WORK REQUIRED: Write out every entry word for word.

■ ■ ■

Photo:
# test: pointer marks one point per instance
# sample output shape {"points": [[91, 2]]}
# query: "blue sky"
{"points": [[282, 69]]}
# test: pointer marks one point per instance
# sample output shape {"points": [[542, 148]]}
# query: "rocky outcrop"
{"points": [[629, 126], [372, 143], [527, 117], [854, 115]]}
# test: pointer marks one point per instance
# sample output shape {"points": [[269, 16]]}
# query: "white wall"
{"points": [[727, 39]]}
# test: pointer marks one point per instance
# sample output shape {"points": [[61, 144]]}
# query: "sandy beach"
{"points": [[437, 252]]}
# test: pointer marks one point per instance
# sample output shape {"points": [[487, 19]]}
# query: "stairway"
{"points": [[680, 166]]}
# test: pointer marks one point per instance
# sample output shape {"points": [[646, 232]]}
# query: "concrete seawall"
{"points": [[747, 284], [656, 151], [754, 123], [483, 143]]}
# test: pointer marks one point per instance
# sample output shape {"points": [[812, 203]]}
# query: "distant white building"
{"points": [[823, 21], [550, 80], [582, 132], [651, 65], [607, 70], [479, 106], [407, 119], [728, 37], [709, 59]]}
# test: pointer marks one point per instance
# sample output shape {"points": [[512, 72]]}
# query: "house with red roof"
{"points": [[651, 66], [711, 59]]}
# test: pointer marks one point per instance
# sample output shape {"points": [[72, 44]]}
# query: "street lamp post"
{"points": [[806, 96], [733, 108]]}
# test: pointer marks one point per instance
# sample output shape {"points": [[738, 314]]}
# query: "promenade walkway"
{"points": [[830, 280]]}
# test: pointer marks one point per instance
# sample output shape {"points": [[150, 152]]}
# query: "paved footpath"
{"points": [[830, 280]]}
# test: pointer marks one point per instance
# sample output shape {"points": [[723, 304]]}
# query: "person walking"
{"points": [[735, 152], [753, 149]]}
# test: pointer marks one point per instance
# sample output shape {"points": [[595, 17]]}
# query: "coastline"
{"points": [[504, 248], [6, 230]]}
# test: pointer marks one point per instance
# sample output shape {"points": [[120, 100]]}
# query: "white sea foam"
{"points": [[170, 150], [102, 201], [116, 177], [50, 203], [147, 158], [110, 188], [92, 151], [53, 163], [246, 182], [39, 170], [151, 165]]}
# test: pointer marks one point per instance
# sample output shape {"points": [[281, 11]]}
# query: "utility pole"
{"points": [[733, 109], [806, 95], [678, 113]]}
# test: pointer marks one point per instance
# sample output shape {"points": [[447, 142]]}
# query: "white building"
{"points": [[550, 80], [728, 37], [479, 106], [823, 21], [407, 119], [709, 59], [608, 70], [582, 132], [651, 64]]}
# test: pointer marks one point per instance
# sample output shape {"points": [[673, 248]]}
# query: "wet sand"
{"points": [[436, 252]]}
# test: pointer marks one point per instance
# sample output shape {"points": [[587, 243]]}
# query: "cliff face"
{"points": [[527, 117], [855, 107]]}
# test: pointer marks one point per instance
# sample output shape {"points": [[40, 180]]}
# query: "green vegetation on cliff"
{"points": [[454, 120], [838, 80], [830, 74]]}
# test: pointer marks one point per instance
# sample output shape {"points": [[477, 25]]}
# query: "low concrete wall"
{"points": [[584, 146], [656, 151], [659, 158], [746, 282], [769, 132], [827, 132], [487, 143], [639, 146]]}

■ ■ ■

CORRECT ANSWER:
Photo:
# test: pointer marks one point per instance
# sample output shape {"points": [[91, 2]]}
# query: "blue sky"
{"points": [[282, 69]]}
# test: pointer marks one point per instance
# sample output shape {"points": [[542, 148]]}
# query: "rocky outcrop"
{"points": [[629, 126], [372, 143], [527, 117], [854, 115]]}
# test: pointer marks one point per instance
# sample output shape {"points": [[269, 16]]}
# query: "white wall"
{"points": [[727, 39]]}
# test: pointer marks one point per instance
# sample output shape {"points": [[61, 144]]}
# query: "sandy beach"
{"points": [[437, 252]]}
# test: pointer marks one point per instance
# sample output shape {"points": [[487, 19]]}
# query: "stairway"
{"points": [[680, 166]]}
# test: pointer marks one point per instance
# sample output shape {"points": [[646, 232]]}
# query: "concrete seawall"
{"points": [[747, 284], [656, 151], [754, 123], [483, 143]]}
# test: pointer marks one point per instance
# sample output shape {"points": [[812, 203]]}
# query: "distant white building"
{"points": [[823, 21], [550, 80], [582, 132], [651, 65], [607, 70], [479, 106], [407, 119], [728, 37], [709, 59]]}
# test: pointer marks one point per instance
# sample output shape {"points": [[512, 72]]}
# query: "house with red roof"
{"points": [[651, 66], [711, 59]]}
# test: pointer marks one point per instance
# sample output shape {"points": [[72, 44]]}
# query: "street lamp post"
{"points": [[806, 96], [733, 108]]}
# test: pointer marks one point per instance
# sample output shape {"points": [[738, 314]]}
# query: "promenade walkway"
{"points": [[830, 280]]}
# test: pointer marks one point per instance
# sample output shape {"points": [[150, 152]]}
# query: "paved footpath"
{"points": [[830, 280]]}
# test: pointer marks one point per instance
# sample output shape {"points": [[723, 304]]}
# query: "person walking"
{"points": [[735, 152], [753, 149]]}
# test: pointer marks one point per instance
# sample output shape {"points": [[595, 17]]}
# query: "coastline"
{"points": [[504, 248], [6, 230]]}
# test: pointer marks one point per instance
# sample output shape {"points": [[120, 100]]}
# query: "white sea foam"
{"points": [[170, 150], [102, 201], [116, 177], [50, 203], [147, 158], [110, 188], [92, 151], [53, 163], [246, 182], [39, 170], [151, 165]]}
# test: pointer marks one point per instance
# sample output shape {"points": [[281, 11]]}
# query: "utility pole"
{"points": [[733, 109], [806, 95], [678, 113]]}
# test: pointer marks one point per instance
# sample output shape {"points": [[447, 142]]}
# query: "white building"
{"points": [[550, 80], [728, 37], [479, 106], [823, 21], [407, 119], [709, 59], [608, 70], [582, 132], [651, 64]]}
# test: pointer marks one point per instance
# sample output shape {"points": [[673, 248]]}
# query: "wet sand"
{"points": [[436, 252]]}
# test: pointer marks one point per instance
# sample output shape {"points": [[587, 243]]}
# query: "cliff face"
{"points": [[527, 117], [855, 107]]}
# test: pointer marks one point per instance
# sample output shape {"points": [[40, 180]]}
# query: "green vegetation on cliff"
{"points": [[454, 120], [838, 80], [830, 74]]}
# test: pointer marks one point per instance
# sample output shape {"points": [[477, 25]]}
# query: "low concrete wall"
{"points": [[584, 146], [656, 151], [659, 158], [746, 282], [769, 132], [827, 132], [487, 143], [639, 146]]}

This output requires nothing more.